_Records:_
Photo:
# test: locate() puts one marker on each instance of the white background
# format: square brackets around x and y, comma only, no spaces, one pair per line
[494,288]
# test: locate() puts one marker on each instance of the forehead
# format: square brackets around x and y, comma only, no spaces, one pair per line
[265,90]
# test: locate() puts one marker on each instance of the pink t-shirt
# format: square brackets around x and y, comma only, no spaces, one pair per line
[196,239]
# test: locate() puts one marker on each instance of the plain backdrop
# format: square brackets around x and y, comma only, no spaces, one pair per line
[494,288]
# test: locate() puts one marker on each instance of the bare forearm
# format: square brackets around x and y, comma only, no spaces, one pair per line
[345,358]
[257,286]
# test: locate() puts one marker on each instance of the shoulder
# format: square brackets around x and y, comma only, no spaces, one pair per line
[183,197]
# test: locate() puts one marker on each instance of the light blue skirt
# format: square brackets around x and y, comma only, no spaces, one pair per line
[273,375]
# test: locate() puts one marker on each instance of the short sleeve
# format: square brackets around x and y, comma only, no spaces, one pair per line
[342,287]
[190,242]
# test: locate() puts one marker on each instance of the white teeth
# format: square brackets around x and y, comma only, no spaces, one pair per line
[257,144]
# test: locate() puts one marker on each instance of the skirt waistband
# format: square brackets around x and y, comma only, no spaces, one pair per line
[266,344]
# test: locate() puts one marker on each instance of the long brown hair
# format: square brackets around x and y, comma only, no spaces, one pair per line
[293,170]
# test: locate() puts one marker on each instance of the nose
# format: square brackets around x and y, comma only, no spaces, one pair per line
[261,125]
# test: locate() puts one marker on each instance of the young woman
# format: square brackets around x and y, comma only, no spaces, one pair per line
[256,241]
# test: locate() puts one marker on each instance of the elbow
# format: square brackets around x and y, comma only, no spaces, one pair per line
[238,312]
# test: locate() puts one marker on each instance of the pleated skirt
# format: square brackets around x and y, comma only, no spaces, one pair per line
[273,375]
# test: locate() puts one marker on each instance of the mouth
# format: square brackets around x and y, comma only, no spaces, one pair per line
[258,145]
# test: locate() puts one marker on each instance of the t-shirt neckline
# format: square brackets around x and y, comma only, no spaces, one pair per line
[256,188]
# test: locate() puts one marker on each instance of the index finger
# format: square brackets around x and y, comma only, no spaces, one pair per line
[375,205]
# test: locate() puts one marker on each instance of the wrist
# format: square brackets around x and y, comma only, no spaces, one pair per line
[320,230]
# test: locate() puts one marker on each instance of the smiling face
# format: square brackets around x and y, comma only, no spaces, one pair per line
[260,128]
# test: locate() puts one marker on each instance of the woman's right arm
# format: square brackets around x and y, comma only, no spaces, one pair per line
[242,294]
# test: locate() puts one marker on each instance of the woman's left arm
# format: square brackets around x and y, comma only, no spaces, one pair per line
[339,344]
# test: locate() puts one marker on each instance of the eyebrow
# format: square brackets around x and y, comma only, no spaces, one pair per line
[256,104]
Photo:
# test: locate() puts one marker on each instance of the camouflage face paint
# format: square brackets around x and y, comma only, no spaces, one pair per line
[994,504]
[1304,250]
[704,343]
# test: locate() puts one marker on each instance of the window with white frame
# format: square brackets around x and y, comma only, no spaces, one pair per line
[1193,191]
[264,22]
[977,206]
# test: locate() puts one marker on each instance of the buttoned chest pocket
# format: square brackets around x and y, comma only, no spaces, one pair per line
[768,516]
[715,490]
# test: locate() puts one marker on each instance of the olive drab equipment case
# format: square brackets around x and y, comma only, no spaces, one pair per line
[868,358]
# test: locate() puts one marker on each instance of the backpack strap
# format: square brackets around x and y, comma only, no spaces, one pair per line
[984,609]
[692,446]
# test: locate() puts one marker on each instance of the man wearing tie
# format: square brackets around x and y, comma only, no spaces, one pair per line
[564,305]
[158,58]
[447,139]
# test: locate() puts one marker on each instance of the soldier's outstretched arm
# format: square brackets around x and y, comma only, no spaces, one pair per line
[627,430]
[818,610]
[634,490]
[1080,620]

_Problem:_ Rewrite all of the data above, replacing "one marker" with "a single marker" and leaving everything else unchanged.

_Reply to the exercise:_
Photo:
# test: locate() puts a single marker on each instance of the white background
# format: square brackets around x and y, comma only, no spaces, one pair per line
[494,288]
# test: locate() puts a single marker on each instance of the forehead
# format: square brackets around x and y, comma only, no spaces, one pair per line
[265,90]
# test: locate() puts a single marker on each instance of the pink t-shirt
# format: square brackets around x and y, comma only, no spaces, one pair per line
[196,239]
# test: locate() puts a single marker on each instance of the plain backdrop
# format: square brackets around x and y, comma only, no spaces, one pair per line
[494,288]
# test: locate() puts a single marker on each instance of the bare forearm
# format: square brackets around x and y, comma only, no spaces, one pair per line
[345,358]
[257,286]
# test: locate() puts a single marker on each instance of the shoulder
# format: square brackets around x and y, comma only, no spaces, one pair per line
[183,197]
# test: locate() puts a single marker on each instance of the light blue skirt
# format: square brackets around x and y, comma only, no spaces, one pair per line
[273,375]
# test: locate() puts a single marker on each instance of the short sleeve
# format: square brackets around x and y, comma only, no spaces, one pair per line
[342,287]
[190,242]
# test: locate() puts a single marker on each instance of the white teeth
# format: square brackets around x and y, comma only, no spaces, one pair per line
[257,144]
# test: locate() puts a single marker on each instance of the skirt waistband
# format: square brackets around x and y, comma only, no spaces, one pair per line
[266,344]
# test: locate() puts a single marker on each instance of the long brown hair
# format: square brackets around x and y, comma only, no spaces, one pair per line
[293,170]
# test: locate() puts a single marker on each instance of the nose
# format: square brackets around x and y, comma only, no spaces, one pair per line
[261,125]
# test: locate() puts a single marker on each instance of the young woman
# format: square brackets around x and y, comma only, no spaces, one pair per line
[256,241]
# test: locate() puts a single marker on each instance of the elbow
# format: square brackets around x and y, comma only, no spaces, one pair per line
[238,312]
# test: locate() puts a single marker on each instance of the pleated skirt
# format: square brackets around x and y, comma only, no spaces, one pair per line
[273,375]
# test: locate() puts a single marker on each instance of the mouth
# format: square brackets around x and y, comma only, no spaces, one pair per line
[258,145]
# test: locate() puts a single marker on each instance of the t-shirt neckline
# format: square brackets around x and y, comma only, no spaces, one pair per line
[256,188]
# test: locate() puts a single marker on each instance of the index finger
# format: square brackets around x and y, comma only, no spaces, one pair per line
[375,205]
# test: locate() puts a single marker on each instance of the wrist
# format: square brackets around x and y, comma only, no spaces, one pair per line
[320,230]
# test: locate() puts a single marker on each instance of the smiling face
# format: square brackets around x and y, comma only, no spaces, one pair per line
[260,128]
# test: locate() puts a single marker on each instance of the woman's right arm
# format: square brackets around x and y, comma only, no spaces, one pair per line
[242,294]
# test: locate() puts a single marker on each instance of the woman's left arm
# format: square brackets around x and y, comma only, no spaces, one pair per line
[339,344]
# test: locate() puts a single marker on each instance of the eyebrow
# format: square brackets around x and y, comma only, no spaces, one pair per line
[256,104]
Photo:
# test: locate() puts a single marker on each instance of the camouflage face paint
# format: square brackets around x and y, comma only, no spaces, one pair per line
[994,504]
[1304,250]
[704,343]
# test: locate() puts a single marker on each instance of the window with white frame
# format: square brackets around x and y, comma only, no spaces, one pair per line
[1193,191]
[264,22]
[977,206]
# test: locate() puts a single marker on each instance of the buttoned chest pocket
# format: square brackets around x and y, comma only, no spaces, one pair per line
[768,516]
[715,490]
# test: locate() puts a single marker on each instance of the olive drab equipment case
# format: square brackets around x and y, comma only, no spaces, one pair per line
[868,358]
# test: locate() puts a single marker on each instance of the backpack strap
# format: square brackets around x and y, comma only, no spaces, one pair per line
[984,609]
[692,446]
# test: locate() puts a single marker on each instance of the man wearing tie
# format: square brackets around x and y, comma only, no spaces, one pair per line
[564,305]
[158,58]
[447,139]
# test: locate() puts a single marker on each instance of the soldier's outstretched arm
# format: square brackets around x and y, comma only, no spaces, one pair per line
[627,430]
[818,610]
[634,490]
[1080,620]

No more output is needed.